Directions for this task
Arrange every line of the records below as a Markdown table with the columns Row and Line, numbering the rows in order and leaving out blank lines. Leave the pictures out of the answer.

[Records from a data source]
##########
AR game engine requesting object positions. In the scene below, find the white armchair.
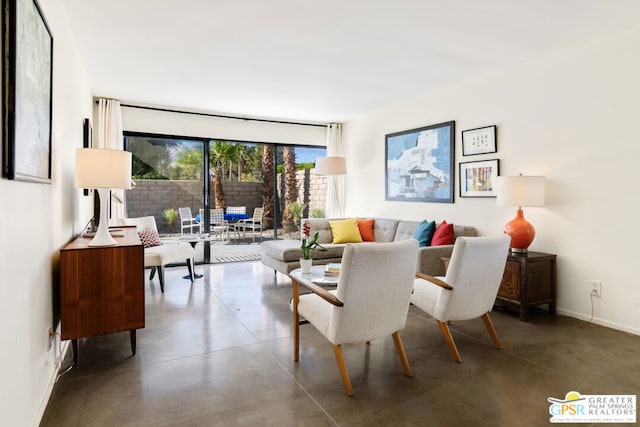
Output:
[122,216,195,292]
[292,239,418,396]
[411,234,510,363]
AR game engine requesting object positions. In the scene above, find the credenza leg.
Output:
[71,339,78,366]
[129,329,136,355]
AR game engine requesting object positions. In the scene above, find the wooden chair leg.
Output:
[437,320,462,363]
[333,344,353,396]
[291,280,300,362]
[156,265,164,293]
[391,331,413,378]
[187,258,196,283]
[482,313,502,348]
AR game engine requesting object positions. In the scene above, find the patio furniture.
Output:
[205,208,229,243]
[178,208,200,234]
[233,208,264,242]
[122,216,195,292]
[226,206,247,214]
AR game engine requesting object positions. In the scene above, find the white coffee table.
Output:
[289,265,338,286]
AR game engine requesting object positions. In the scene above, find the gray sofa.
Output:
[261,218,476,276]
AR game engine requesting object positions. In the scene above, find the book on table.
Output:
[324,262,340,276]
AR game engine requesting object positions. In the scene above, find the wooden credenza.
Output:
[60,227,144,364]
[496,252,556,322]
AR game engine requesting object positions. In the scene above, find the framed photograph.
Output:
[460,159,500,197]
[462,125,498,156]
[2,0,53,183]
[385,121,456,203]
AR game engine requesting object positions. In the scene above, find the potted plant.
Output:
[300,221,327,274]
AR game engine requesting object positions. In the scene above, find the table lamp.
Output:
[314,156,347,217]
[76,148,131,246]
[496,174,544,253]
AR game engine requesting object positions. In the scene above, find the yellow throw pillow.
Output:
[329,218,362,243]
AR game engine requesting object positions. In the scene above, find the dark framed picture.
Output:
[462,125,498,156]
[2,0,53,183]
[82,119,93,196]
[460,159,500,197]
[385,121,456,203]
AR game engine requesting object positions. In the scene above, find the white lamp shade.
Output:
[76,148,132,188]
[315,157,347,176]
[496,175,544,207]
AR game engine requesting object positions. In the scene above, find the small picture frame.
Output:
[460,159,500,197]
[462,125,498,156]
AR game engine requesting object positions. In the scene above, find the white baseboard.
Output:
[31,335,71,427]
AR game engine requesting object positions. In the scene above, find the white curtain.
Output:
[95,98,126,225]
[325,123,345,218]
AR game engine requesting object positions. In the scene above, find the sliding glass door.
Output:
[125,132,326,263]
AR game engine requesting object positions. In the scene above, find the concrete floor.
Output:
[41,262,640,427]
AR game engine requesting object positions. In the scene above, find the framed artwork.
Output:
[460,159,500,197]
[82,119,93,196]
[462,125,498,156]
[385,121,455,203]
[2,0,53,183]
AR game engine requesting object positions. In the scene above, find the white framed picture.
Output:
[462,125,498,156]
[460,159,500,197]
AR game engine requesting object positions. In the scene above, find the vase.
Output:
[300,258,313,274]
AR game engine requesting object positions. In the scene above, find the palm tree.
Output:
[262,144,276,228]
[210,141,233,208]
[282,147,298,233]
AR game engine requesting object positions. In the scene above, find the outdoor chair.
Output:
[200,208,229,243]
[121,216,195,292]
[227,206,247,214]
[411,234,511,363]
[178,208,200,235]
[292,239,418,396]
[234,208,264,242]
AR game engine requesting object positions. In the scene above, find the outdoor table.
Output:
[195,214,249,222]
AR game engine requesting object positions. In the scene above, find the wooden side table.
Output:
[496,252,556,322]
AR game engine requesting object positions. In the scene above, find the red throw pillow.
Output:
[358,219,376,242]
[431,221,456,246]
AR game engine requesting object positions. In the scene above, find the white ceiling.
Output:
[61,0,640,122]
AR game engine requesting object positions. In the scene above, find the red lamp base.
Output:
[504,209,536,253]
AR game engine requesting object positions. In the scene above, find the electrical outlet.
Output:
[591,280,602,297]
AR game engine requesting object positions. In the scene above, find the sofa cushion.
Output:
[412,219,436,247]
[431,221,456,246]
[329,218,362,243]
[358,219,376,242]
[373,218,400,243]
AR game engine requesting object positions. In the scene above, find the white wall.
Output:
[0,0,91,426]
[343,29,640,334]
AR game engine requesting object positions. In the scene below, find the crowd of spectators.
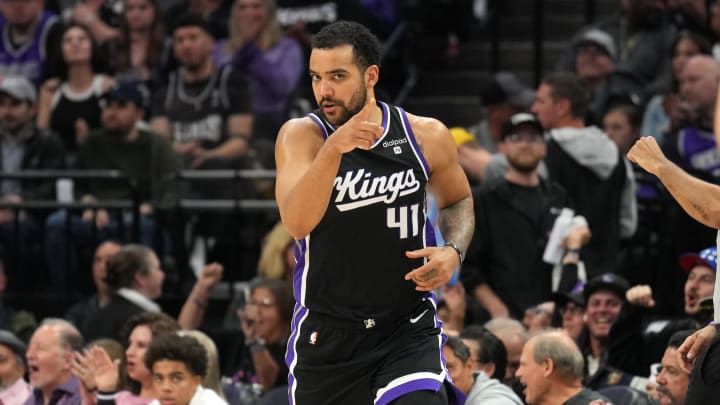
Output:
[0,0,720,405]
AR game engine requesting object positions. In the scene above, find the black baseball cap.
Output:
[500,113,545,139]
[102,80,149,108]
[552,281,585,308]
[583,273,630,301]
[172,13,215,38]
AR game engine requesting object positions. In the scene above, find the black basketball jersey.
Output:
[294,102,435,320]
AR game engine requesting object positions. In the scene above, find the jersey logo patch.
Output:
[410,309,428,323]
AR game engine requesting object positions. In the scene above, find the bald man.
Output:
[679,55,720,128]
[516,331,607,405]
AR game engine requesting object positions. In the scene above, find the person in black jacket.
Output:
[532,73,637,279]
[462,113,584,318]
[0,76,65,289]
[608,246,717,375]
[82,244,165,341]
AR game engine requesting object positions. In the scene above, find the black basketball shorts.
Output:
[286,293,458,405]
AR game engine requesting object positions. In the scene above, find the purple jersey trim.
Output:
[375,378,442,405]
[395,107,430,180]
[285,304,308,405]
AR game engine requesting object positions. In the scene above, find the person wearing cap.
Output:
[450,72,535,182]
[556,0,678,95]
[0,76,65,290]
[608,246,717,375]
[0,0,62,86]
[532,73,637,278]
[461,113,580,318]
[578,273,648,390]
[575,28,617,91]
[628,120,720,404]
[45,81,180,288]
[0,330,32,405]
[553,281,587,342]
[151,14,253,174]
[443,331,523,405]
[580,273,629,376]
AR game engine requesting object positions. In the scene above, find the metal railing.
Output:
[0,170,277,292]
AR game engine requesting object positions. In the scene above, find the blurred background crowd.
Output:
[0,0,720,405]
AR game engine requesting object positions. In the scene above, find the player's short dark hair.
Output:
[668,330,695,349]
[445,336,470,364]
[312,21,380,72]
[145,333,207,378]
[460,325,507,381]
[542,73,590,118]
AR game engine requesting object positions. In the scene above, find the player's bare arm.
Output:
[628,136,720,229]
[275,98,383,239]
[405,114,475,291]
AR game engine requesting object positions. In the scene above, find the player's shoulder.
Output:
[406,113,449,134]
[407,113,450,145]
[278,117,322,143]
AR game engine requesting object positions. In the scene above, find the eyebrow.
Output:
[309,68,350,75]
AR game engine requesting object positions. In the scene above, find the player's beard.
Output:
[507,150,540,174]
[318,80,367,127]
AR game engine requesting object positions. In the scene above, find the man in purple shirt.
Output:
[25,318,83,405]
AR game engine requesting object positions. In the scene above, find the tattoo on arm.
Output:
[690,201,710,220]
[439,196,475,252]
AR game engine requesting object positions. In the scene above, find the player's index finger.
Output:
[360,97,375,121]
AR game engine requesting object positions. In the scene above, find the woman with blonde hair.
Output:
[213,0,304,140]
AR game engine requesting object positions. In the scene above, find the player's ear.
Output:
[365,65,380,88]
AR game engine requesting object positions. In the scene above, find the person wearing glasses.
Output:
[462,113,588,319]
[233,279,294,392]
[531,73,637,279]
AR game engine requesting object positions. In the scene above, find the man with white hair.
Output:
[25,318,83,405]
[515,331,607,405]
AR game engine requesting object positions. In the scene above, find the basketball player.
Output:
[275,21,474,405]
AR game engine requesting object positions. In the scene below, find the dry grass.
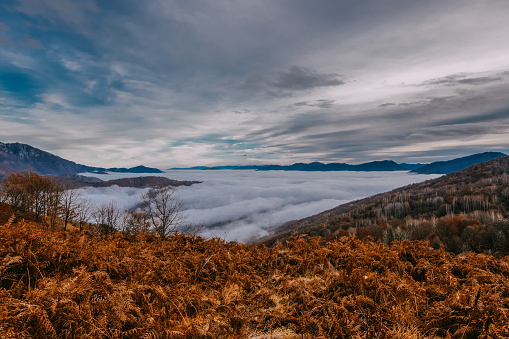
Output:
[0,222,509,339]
##########
Task answer
| Row | Line |
|---|---|
| 1 | AR game engine requesting object positions. In the scene below, find the white armchair. |
| 2 | Output: |
| 3 | [122,216,195,292] |
| 4 | [292,239,418,396] |
| 5 | [411,234,510,363] |
| 6 | AR game engine requesting object positions. In the scene above, find the credenza leg. |
| 7 | Output: |
| 8 | [71,339,78,366] |
| 9 | [129,329,136,355] |
| 10 | AR game engine requesting object positions. In the scene above, find the wooden chair leg. |
| 11 | Output: |
| 12 | [437,320,462,363] |
| 13 | [333,344,353,396] |
| 14 | [291,280,300,362] |
| 15 | [156,265,164,293] |
| 16 | [391,331,413,378] |
| 17 | [187,258,196,283] |
| 18 | [482,313,502,348] |
| 19 | AR game engine requesting object positions. In the scene above, find the patio furniture. |
| 20 | Output: |
| 21 | [205,208,229,243] |
| 22 | [178,208,200,234] |
| 23 | [233,208,264,242] |
| 24 | [122,216,195,292] |
| 25 | [226,206,247,214] |
| 26 | AR game engine requesting object positions. In the scene above, find the white coffee table. |
| 27 | Output: |
| 28 | [289,265,338,286] |
| 29 | AR game engine requesting object positions. In the scene above, find the gray sofa. |
| 30 | Output: |
| 31 | [261,218,476,276] |
| 32 | AR game engine requesting object positions. In the scene above, find the book on table. |
| 33 | Output: |
| 34 | [324,262,340,276] |
| 35 | AR game engine requesting object positions. In the scene above, find the wooden credenza. |
| 36 | Output: |
| 37 | [60,227,144,364] |
| 38 | [496,252,556,322] |
| 39 | AR game engine requesting object positions. In the scene above, find the framed photograph. |
| 40 | Output: |
| 41 | [460,159,500,197] |
| 42 | [462,125,498,156] |
| 43 | [2,0,53,183] |
| 44 | [385,121,456,203] |
| 45 | AR game engine requesting object positions. In the scene above, find the potted plant. |
| 46 | Output: |
| 47 | [300,221,327,274] |
| 48 | AR game engine requesting object positions. In the scene above, find the table lamp. |
| 49 | Output: |
| 50 | [314,156,347,217] |
| 51 | [76,148,131,246] |
| 52 | [496,174,544,253] |
| 53 | AR game engine requesting object positions. In the scene above, find the yellow throw pillow. |
| 54 | Output: |
| 55 | [329,218,362,243] |
| 56 | AR game engine requesting object positions. In the scene above, find the dark framed picture. |
| 57 | Output: |
| 58 | [462,125,498,156] |
| 59 | [2,0,53,183] |
| 60 | [82,119,93,196] |
| 61 | [460,159,500,197] |
| 62 | [385,121,456,203] |
| 63 | AR game engine requesting object positions. In the scene above, find the white lamp shade. |
| 64 | Output: |
| 65 | [76,148,132,188] |
| 66 | [315,157,347,176] |
| 67 | [496,175,544,207] |
| 68 | AR game engine requesting object positions. In the scene above, find the small picture frame. |
| 69 | Output: |
| 70 | [460,159,500,197] |
| 71 | [462,125,498,156] |
| 72 | AR game engine requesting object positions. In the scene above, find the white baseboard. |
| 73 | Output: |
| 74 | [31,335,71,427] |
| 75 | AR game engine requesting object positions. In the scene above, find the white curtain. |
| 76 | Output: |
| 77 | [95,98,126,225] |
| 78 | [325,123,345,218] |
| 79 | AR game engine requesting object positions. In the scene above, find the sliding glass door. |
| 80 | Output: |
| 81 | [125,132,326,263] |
| 82 | AR game engine requesting object positions. In the scene above, find the concrete floor. |
| 83 | Output: |
| 84 | [41,262,640,427] |
| 85 | AR game engine requesting object positions. In the scene above, find the framed artwork. |
| 86 | Output: |
| 87 | [460,159,500,197] |
| 88 | [82,119,93,196] |
| 89 | [462,125,498,156] |
| 90 | [385,121,455,203] |
| 91 | [2,0,53,183] |
| 92 | AR game engine requesting object positions. In the scene above, find the white framed picture. |
| 93 | Output: |
| 94 | [462,125,498,156] |
| 95 | [460,159,500,197] |
| 96 | AR game engine requesting object positions. In the scene above, find the vase. |
| 97 | Output: |
| 98 | [300,258,313,274] |
| 99 | AR game engine requesting object positions. In the scene above, find the palm tree. |
| 100 | Output: |
| 101 | [262,144,276,228] |
| 102 | [210,141,233,208] |
| 103 | [282,147,298,233] |
| 104 | AR game engine requesting object positions. In the scene above, find the outdoor chair. |
| 105 | Output: |
| 106 | [200,208,229,243] |
| 107 | [121,216,195,292] |
| 108 | [227,206,247,214] |
| 109 | [411,234,511,363] |
| 110 | [178,208,200,235] |
| 111 | [292,239,418,396] |
| 112 | [234,208,264,242] |
| 113 | AR game engine requesting object positions. In the scene above, find the outdoor table. |
| 114 | Output: |
| 115 | [195,214,249,222] |
| 116 | AR game engine requesting object positions. In the scene above, find the wooden side table. |
| 117 | Output: |
| 118 | [496,252,556,322] |
| 119 | AR game engine requesting object positions. In the scene above, find the red throw pillow. |
| 120 | Output: |
| 121 | [358,219,376,242] |
| 122 | [431,221,456,246] |
| 123 | AR game engine requesting object positions. In the scene above, find the white ceiling. |
| 124 | Output: |
| 125 | [61,0,640,122] |
| 126 | AR game engine requesting object positions. In the scene above, find the red lamp base. |
| 127 | Output: |
| 128 | [504,209,536,253] |
| 129 | AR game engine requesting object positions. In the scene above, find the electrical outlet. |
| 130 | Output: |
| 131 | [591,280,602,297] |
| 132 | AR game engine requesting object positions. In the scene above, find the sofa cushion. |
| 133 | Output: |
| 134 | [412,219,436,247] |
| 135 | [431,221,456,246] |
| 136 | [329,218,362,243] |
| 137 | [358,219,376,242] |
| 138 | [373,218,400,243] |
| 139 | AR game engine requesting object positions. In the scene above, find the white wall. |
| 140 | Output: |
| 141 | [0,0,91,426] |
| 142 | [343,29,640,334] |
| 143 | AR game engine requesting object positions. In the scene below, find the crowd of spectators. |
| 144 | Output: |
| 145 | [0,0,720,405] |
| 146 | AR game engine requesting object positions. In the scene above, find the black baseball cap. |
| 147 | Output: |
| 148 | [500,113,545,139] |
| 149 | [102,80,149,108] |
| 150 | [552,281,585,308] |
| 151 | [583,273,630,301] |
| 152 | [172,13,215,38] |
| 153 | AR game engine requesting object positions. In the scene above, find the black basketball jersey. |
| 154 | Output: |
| 155 | [294,102,435,320] |
| 156 | AR game engine requesting object positions. In the scene above, find the jersey logo patch. |
| 157 | Output: |
| 158 | [410,309,428,323] |
| 159 | AR game engine requesting object positions. In the scene above, find the bald man. |
| 160 | Output: |
| 161 | [679,55,720,128] |
| 162 | [516,331,607,405] |
| 163 | AR game engine requesting object positions. In the scene above, find the person in black jacket. |
| 164 | Output: |
| 165 | [532,73,637,279] |
| 166 | [462,113,584,318] |
| 167 | [0,76,65,289] |
| 168 | [608,246,717,375] |
| 169 | [82,244,165,341] |
| 170 | AR game engine requesting object positions. In the scene above, find the black basketball shorts. |
| 171 | Output: |
| 172 | [286,293,458,405] |
| 173 | AR game engine requesting object positions. In the scene above, find the purple jersey trim. |
| 174 | Output: |
| 175 | [375,378,442,405] |
| 176 | [395,107,430,180] |
| 177 | [285,304,308,405] |
| 178 | AR game engine requesting object positions. In the scene above, find the person wearing cap. |
| 179 | Output: |
| 180 | [450,72,535,182] |
| 181 | [556,0,678,95] |
| 182 | [0,76,65,290] |
| 183 | [608,246,717,375] |
| 184 | [0,0,62,86] |
| 185 | [532,73,637,278] |
| 186 | [461,113,580,318] |
| 187 | [578,273,648,390] |
| 188 | [575,28,617,91] |
| 189 | [628,120,720,404] |
| 190 | [45,81,180,288] |
| 191 | [0,330,32,405] |
| 192 | [553,281,587,342] |
| 193 | [151,14,253,174] |
| 194 | [443,331,523,405] |
| 195 | [580,273,629,376] |
| 196 | AR game engine requesting object positions. In the scene above, find the metal railing. |
| 197 | Output: |
| 198 | [0,170,277,292] |
| 199 | AR game engine requesting object positions. In the scene above, find the blurred background crowd. |
| 200 | Output: |
| 201 | [0,0,720,405] |
| 202 | AR game engine requesting object positions. In the scene above, find the player's short dark hair. |
| 203 | Output: |
| 204 | [668,330,695,349] |
| 205 | [445,336,470,364] |
| 206 | [312,21,380,72] |
| 207 | [145,333,207,378] |
| 208 | [460,325,507,381] |
| 209 | [542,73,590,118] |
| 210 | AR game engine requesting object positions. In the scene above, find the player's bare arm. |
| 211 | Output: |
| 212 | [628,136,720,229] |
| 213 | [275,98,383,239] |
| 214 | [405,114,475,291] |
| 215 | AR game engine requesting object positions. In the scene above, find the player's shoulder. |
| 216 | Output: |
| 217 | [406,113,449,134] |
| 218 | [407,113,450,145] |
| 219 | [278,117,322,143] |
| 220 | AR game engine requesting object positions. In the scene above, find the eyebrow. |
| 221 | Output: |
| 222 | [309,68,350,75] |
| 223 | AR game engine requesting object positions. In the scene above, find the player's beard. |
| 224 | Output: |
| 225 | [507,150,540,174] |
| 226 | [318,80,367,127] |
| 227 | AR game engine requesting object positions. In the scene above, find the man in purple shirt. |
| 228 | Output: |
| 229 | [25,318,83,405] |
| 230 | AR game engine requesting object positions. In the scene above, find the tattoo on arm. |
| 231 | Output: |
| 232 | [690,201,710,220] |
| 233 | [439,196,475,252] |
| 234 | AR game engine requesting object positions. In the scene above, find the player's index finger. |
| 235 | Output: |
| 236 | [360,97,375,121] |
| 237 | AR game engine requesting object positions. In the scene above, find the woman with blonde hair. |
| 238 | Output: |
| 239 | [213,0,304,140] |
| 240 | AR game engine requesting object positions. In the scene above, find the player's ear. |
| 241 | Output: |
| 242 | [365,65,380,88] |
| 243 | AR game engine requesting object positions. In the scene above, find the person wearing glasses. |
| 244 | Output: |
| 245 | [462,113,588,319] |
| 246 | [233,279,294,392] |
| 247 | [531,73,637,279] |
| 248 | AR game engine requesting object positions. In the scene above, find the man with white hair. |
| 249 | Output: |
| 250 | [25,318,83,405] |
| 251 | [515,331,607,405] |
| 252 | AR game engine requesting object positions. In the scene above, find the basketball player. |
| 253 | Output: |
| 254 | [275,21,474,405] |
| 255 | AR game engine requesting object positions. In the scene below, find the dry grass. |
| 256 | Output: |
| 257 | [0,222,509,339] |